Requirement
Copy out the line containing "Could you please drop a point on the sofa armrest" and each line after it, through the last one in the material, exactly as written.

Dataset records
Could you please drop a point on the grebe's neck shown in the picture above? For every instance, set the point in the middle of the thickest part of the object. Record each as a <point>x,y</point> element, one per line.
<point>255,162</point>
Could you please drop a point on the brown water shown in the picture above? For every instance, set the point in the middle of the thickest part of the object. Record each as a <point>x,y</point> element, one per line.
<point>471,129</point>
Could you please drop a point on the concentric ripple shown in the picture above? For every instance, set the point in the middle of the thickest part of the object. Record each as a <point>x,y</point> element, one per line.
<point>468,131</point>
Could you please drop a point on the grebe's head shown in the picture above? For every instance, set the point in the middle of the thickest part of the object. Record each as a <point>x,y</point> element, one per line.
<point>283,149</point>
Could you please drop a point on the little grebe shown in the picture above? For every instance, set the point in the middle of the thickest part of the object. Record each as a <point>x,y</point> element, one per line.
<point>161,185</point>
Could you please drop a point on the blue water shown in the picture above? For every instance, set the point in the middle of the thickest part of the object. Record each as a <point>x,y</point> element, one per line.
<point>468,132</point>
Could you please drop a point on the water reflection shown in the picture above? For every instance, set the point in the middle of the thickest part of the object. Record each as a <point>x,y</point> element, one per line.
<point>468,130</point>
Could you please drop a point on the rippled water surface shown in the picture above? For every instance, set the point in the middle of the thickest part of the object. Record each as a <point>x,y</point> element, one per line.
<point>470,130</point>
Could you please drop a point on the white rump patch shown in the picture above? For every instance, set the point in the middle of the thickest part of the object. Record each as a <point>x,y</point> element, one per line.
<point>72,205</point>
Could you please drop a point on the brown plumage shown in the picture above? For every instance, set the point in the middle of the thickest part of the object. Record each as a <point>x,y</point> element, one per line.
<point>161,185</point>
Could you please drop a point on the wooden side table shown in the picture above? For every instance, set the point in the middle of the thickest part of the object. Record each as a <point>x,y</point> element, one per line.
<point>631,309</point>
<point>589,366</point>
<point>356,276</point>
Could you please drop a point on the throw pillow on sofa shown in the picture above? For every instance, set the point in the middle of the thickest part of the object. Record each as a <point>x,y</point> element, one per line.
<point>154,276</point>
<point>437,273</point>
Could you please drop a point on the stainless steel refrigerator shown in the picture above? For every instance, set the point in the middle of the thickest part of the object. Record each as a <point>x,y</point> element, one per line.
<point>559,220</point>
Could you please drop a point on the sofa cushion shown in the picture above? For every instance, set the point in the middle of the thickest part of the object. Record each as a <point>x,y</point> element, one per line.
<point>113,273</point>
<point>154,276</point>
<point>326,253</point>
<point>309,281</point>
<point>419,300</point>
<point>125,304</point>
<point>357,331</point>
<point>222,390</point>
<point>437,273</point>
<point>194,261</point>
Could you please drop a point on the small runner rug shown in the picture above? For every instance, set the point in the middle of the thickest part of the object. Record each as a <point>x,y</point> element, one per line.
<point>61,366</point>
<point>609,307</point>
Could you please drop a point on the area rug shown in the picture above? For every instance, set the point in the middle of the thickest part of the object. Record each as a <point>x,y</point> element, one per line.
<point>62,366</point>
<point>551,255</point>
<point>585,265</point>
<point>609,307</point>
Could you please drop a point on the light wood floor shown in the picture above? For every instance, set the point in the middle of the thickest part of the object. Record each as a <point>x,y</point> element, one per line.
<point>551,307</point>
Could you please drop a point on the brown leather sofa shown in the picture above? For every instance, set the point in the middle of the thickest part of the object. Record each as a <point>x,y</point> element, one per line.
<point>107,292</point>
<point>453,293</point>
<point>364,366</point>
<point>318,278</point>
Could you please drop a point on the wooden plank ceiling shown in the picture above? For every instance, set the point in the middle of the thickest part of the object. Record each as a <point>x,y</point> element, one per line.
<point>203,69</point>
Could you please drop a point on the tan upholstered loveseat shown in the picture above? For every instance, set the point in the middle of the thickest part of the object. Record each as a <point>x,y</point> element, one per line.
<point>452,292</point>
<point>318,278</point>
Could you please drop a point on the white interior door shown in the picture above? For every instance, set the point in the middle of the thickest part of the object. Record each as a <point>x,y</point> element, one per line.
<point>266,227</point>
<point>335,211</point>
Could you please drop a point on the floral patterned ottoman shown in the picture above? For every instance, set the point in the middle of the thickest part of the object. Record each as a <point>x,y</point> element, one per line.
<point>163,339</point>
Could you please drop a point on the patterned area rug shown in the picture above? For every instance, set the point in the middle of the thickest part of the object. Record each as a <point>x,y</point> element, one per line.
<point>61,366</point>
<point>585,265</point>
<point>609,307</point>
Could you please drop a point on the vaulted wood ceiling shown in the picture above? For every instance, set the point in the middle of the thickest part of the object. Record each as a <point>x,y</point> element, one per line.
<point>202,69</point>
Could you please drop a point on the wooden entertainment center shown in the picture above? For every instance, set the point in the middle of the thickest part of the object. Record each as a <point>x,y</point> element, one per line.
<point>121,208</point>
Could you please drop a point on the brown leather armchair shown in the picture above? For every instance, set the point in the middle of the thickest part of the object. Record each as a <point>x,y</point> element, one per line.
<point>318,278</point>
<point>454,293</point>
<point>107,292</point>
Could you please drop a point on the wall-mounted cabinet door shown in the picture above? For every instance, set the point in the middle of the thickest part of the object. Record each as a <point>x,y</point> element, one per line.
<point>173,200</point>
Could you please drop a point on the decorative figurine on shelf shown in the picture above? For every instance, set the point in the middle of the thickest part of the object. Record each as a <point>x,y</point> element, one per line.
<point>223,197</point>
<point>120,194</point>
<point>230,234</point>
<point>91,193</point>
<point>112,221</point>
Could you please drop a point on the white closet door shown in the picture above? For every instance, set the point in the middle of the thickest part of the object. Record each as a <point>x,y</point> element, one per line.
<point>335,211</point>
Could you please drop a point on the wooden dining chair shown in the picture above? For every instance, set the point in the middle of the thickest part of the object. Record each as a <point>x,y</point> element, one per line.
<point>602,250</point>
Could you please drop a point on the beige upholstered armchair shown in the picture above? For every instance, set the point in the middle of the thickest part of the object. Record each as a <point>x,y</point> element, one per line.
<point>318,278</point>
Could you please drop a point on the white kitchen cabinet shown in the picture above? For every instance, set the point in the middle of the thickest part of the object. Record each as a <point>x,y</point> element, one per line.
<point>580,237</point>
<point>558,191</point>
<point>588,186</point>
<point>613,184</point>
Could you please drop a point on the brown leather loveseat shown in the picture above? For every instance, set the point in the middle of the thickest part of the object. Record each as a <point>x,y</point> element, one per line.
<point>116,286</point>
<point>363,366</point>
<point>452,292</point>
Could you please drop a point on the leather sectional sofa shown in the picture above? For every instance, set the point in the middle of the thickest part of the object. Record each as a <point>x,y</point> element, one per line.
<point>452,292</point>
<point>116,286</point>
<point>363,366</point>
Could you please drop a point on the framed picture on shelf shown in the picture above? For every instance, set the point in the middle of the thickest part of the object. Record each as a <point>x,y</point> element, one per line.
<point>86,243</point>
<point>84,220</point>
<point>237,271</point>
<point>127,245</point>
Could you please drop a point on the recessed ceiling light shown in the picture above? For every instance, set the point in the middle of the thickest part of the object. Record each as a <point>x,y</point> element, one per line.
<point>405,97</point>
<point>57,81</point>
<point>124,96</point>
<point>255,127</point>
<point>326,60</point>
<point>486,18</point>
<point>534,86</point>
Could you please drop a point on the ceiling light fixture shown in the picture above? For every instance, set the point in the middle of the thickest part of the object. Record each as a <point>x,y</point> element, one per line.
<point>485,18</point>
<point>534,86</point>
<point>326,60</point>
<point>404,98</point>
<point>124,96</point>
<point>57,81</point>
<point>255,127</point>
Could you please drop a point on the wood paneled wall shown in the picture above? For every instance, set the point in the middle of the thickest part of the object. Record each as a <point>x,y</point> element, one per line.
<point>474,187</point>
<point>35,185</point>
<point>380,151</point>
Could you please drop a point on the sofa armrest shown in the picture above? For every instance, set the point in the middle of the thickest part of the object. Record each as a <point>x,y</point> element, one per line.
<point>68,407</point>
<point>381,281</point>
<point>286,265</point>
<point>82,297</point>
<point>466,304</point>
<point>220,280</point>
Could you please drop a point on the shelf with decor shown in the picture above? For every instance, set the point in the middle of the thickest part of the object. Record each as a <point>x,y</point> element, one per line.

The answer
Could you please drop a point on the sofa armrest shown in the picture above? For every instance, set the point in the middle of the thickest part of the object. Record each as a <point>x,y</point> element, one per line.
<point>68,407</point>
<point>381,281</point>
<point>286,265</point>
<point>82,297</point>
<point>466,304</point>
<point>220,280</point>
Could you please drop a point on the shelf with decor shown in the picture above? For every instance, set the point in the middle of the thickest part of the object. Record each as a <point>x,y</point> element, one per line.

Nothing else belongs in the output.